▶ _DATA SECTION_:
-*-

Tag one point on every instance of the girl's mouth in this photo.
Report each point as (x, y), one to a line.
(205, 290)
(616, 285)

-*-

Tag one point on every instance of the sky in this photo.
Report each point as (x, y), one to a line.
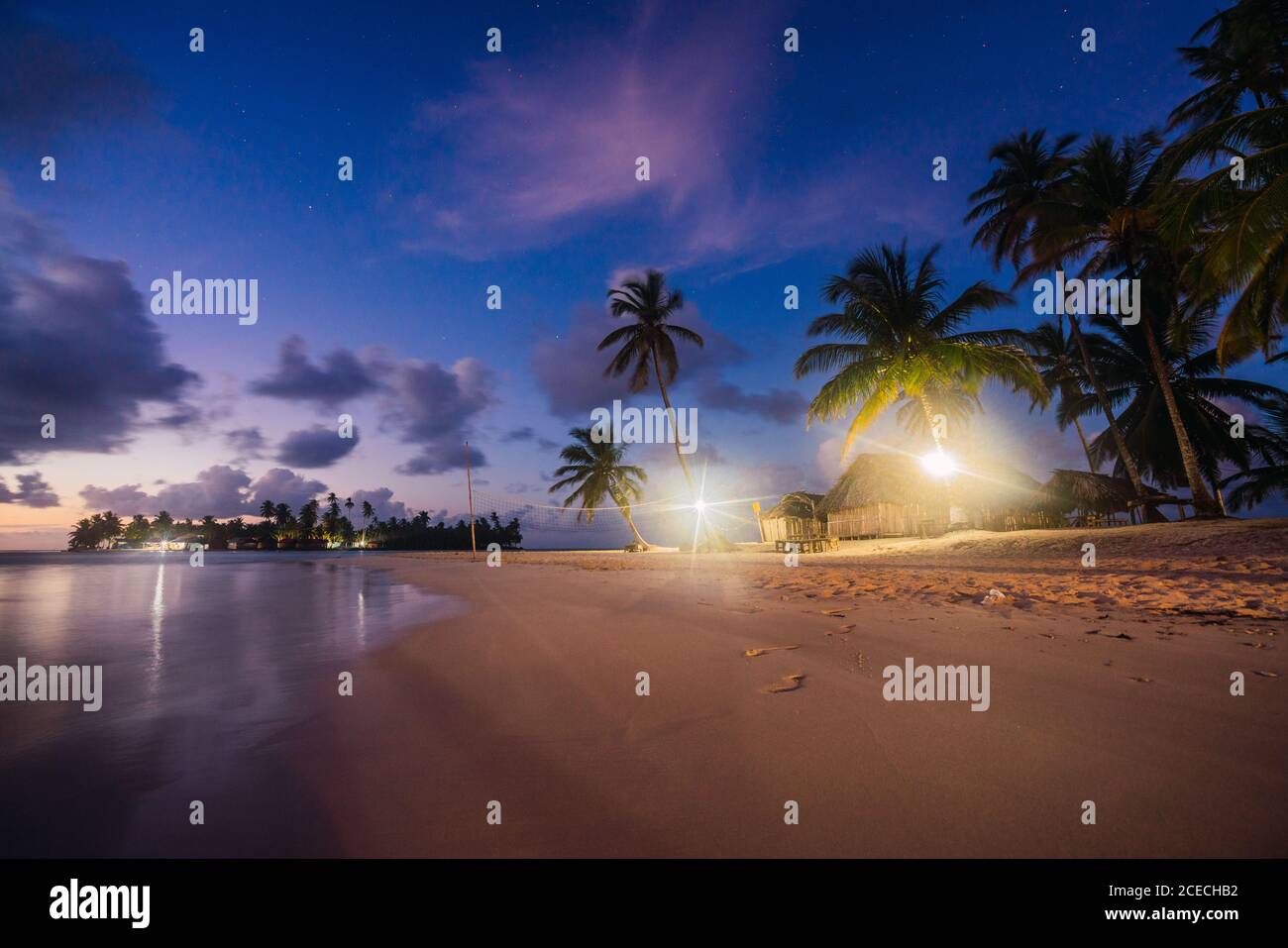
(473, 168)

-*-

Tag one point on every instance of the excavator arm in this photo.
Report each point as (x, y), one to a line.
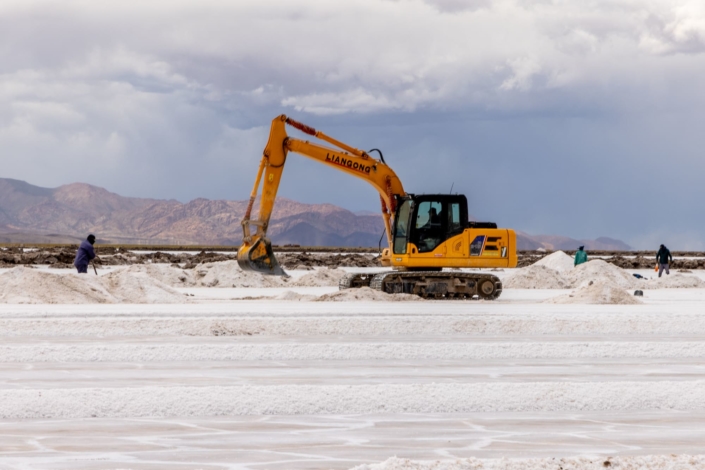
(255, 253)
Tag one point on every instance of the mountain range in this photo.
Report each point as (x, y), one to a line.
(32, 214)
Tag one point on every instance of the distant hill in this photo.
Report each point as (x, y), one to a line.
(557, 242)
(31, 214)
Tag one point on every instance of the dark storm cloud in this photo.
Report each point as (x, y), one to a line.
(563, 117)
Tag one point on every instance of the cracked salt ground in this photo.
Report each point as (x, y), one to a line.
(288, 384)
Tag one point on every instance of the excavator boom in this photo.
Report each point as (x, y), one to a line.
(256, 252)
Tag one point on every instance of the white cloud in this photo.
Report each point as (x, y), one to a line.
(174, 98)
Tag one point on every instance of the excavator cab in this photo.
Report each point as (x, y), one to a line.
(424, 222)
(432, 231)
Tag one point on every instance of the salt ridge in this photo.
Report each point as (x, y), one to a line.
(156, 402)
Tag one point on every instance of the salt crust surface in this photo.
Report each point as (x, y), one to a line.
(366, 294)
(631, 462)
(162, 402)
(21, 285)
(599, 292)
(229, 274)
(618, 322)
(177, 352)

-*-

▶ _GOAL_: Which lines of the material contain the string "cloud"? Pick out each one and copy it in full, matching case exactly.

▶ _ANSWER_:
Tag one point on every instance of the dark storm cloud in this photo.
Tag one point on every instance of the white cloud in this photo.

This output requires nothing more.